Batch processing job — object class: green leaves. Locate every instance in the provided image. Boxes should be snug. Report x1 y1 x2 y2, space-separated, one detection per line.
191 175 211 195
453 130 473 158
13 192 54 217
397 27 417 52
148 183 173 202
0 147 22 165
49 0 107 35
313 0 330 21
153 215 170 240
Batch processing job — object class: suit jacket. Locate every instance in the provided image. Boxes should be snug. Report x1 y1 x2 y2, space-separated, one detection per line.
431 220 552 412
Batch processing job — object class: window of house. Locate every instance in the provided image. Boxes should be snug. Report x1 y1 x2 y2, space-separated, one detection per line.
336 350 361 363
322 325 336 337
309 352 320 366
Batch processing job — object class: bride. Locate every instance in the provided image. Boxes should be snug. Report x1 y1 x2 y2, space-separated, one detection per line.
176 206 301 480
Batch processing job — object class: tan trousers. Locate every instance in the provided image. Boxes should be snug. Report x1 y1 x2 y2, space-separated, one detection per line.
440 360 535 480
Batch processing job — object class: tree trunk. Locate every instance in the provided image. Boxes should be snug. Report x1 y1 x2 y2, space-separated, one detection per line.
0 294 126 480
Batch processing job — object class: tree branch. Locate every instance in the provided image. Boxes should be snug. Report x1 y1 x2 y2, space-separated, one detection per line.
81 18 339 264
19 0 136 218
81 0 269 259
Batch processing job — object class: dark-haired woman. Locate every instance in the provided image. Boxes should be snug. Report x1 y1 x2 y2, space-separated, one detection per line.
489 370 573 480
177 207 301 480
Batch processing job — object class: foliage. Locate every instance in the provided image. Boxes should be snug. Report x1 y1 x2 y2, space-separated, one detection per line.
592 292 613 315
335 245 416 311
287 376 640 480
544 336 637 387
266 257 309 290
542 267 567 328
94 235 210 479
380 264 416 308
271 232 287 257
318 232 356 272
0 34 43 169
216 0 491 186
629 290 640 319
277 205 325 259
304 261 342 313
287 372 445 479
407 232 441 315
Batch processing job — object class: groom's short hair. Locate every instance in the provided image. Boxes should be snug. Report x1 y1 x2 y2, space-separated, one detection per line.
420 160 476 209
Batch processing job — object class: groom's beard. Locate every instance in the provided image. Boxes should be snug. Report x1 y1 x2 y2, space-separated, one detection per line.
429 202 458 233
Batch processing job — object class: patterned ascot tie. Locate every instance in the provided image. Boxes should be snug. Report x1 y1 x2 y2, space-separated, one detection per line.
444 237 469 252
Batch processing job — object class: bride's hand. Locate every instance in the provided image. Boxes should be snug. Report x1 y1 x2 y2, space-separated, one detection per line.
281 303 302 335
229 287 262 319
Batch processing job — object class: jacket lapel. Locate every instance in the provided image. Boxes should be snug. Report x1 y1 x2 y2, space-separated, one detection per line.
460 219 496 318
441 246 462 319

···

DIRECTION: Please recast the lines of the entries, starting at the line that contains "Batch processing job — object class: jacket" and ending with the final line of the entries, as a Markdown table with the columns Row and Line. Number the rows in order and leave out any blank lines.

CORRECT OUTPUT:
| Row | Line |
|---|---|
| 1 | Batch processing job — object class: jacket lapel. Locate every instance in the provided image. Boxes should be snug. Report x1 y1 x2 y2, space-separated, one detection per line. |
| 2 | 460 219 496 318 |
| 3 | 441 246 462 319 |